**WHAT TO DO**: Your answer should be the records below, written out exactly.

**GIVEN RECORDS**:
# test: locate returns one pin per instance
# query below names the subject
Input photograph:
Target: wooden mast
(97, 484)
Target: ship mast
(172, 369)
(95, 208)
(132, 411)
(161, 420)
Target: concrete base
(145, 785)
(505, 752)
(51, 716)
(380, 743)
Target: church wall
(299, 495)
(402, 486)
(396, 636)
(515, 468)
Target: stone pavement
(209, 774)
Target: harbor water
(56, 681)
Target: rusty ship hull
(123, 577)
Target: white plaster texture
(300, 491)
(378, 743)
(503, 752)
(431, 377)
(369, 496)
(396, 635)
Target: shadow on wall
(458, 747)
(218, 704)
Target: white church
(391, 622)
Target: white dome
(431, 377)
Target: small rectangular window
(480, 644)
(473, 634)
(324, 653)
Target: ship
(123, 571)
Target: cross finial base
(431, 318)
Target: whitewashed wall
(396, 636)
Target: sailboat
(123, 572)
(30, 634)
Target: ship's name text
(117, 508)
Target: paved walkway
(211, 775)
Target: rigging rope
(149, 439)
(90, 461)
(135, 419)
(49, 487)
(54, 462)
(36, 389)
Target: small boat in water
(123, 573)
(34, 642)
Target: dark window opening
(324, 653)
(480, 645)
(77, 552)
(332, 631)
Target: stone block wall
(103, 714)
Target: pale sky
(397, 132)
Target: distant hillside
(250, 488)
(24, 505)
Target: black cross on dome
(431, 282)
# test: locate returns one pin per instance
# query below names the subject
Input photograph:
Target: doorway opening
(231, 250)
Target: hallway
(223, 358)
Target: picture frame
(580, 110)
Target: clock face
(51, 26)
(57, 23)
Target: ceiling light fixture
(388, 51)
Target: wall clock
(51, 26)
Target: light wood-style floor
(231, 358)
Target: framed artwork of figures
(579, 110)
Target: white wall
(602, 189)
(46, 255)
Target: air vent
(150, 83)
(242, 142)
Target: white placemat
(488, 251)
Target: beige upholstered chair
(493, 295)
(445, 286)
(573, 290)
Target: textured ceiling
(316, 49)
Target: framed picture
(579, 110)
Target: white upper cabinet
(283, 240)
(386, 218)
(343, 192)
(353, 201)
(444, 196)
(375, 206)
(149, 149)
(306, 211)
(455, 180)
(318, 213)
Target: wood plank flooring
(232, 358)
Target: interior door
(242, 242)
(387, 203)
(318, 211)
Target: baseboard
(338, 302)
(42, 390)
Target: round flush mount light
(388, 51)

**OUTPUT FOR THIS TASK**:
# test: locate returns one pin per instance
# query below names the subject
Input photograph:
Target: wooden mast
(97, 484)
Target: ship mast
(172, 369)
(95, 208)
(132, 411)
(161, 420)
Target: concrete base
(145, 785)
(505, 752)
(51, 716)
(380, 743)
Target: church wall
(299, 495)
(402, 486)
(396, 636)
(515, 468)
Target: stone pavement
(209, 774)
Target: harbor water
(56, 681)
Target: rusty ship hull
(123, 577)
Target: white plaster texture
(300, 491)
(378, 743)
(503, 752)
(431, 377)
(369, 496)
(396, 635)
Target: shadow on wall
(458, 747)
(218, 704)
Target: white church
(391, 622)
Target: white dome
(431, 377)
Target: small rectangular window
(480, 644)
(473, 634)
(324, 653)
Target: ship
(123, 571)
Target: cross finial base
(431, 318)
Target: whitewashed wall
(396, 636)
Target: sailboat
(123, 572)
(30, 634)
Target: ship's name text
(117, 508)
Target: paved walkway
(211, 775)
Target: rigging rope
(149, 439)
(90, 461)
(135, 419)
(49, 487)
(54, 462)
(36, 389)
Target: small boat in water
(123, 573)
(34, 642)
Target: dark window opening
(324, 653)
(480, 645)
(77, 552)
(332, 631)
Target: stone block wall
(103, 714)
Target: pale sky
(397, 132)
Target: distant hillside
(250, 488)
(24, 505)
Target: black cross on dome
(431, 282)
# test: locate returns one pin per instance
# query below names the subject
Input photograph:
Target: doorway opening
(231, 250)
Target: hallway
(223, 358)
Target: picture frame
(580, 110)
Target: clock face
(51, 26)
(57, 23)
Target: ceiling light fixture
(388, 51)
Target: wall clock
(51, 26)
Target: light wood-style floor
(231, 358)
Target: framed artwork of figures
(579, 110)
Target: white wall
(602, 189)
(46, 255)
Target: air vent
(150, 83)
(242, 142)
Target: white placemat
(488, 251)
Target: beige upholstered chair
(493, 295)
(445, 286)
(573, 290)
Target: textured ceiling
(316, 49)
Target: framed picture
(579, 110)
Target: white upper cabinet
(283, 240)
(386, 218)
(343, 192)
(353, 201)
(444, 196)
(375, 206)
(149, 149)
(306, 211)
(455, 180)
(318, 213)
Target: wood plank flooring
(232, 358)
Target: interior door
(242, 242)
(387, 203)
(318, 211)
Target: baseboard
(338, 302)
(42, 390)
Target: round flush mount light
(388, 51)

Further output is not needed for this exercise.